[Stored data entries]

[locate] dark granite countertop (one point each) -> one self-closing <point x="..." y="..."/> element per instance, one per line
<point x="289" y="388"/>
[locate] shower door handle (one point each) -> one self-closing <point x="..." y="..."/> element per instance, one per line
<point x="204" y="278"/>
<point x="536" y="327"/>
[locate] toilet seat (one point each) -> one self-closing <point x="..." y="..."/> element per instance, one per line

---

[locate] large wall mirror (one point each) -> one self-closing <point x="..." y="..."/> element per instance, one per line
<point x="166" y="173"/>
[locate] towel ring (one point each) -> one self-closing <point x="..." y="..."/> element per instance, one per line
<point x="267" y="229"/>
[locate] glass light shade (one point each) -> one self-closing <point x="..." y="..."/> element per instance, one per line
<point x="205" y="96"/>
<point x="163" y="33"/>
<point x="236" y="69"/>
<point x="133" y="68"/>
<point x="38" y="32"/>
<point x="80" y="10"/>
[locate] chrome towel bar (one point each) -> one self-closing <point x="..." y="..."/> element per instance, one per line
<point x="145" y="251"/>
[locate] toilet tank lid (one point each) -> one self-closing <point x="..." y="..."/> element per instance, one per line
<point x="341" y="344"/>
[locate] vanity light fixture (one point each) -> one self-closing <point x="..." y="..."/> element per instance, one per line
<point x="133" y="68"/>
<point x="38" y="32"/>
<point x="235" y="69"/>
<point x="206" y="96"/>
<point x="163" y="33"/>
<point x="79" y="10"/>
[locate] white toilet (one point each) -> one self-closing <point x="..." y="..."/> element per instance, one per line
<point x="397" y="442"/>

Problem description:
Retype the records exactly, beginning with the line that contains "[locate] dark granite" and continuing through the line that contains "[locate] toilet seat".

The reply:
[locate] dark granite countertop (one point each) -> one self-closing <point x="..." y="..."/> element per instance, one per line
<point x="289" y="388"/>
[locate] shower door handle (one point each) -> one self-closing <point x="..." y="..."/> element per instance, one per line
<point x="204" y="278"/>
<point x="536" y="327"/>
[locate] toilet seat (one point each) -> one self-closing <point x="..." y="..."/> element per instance, one per line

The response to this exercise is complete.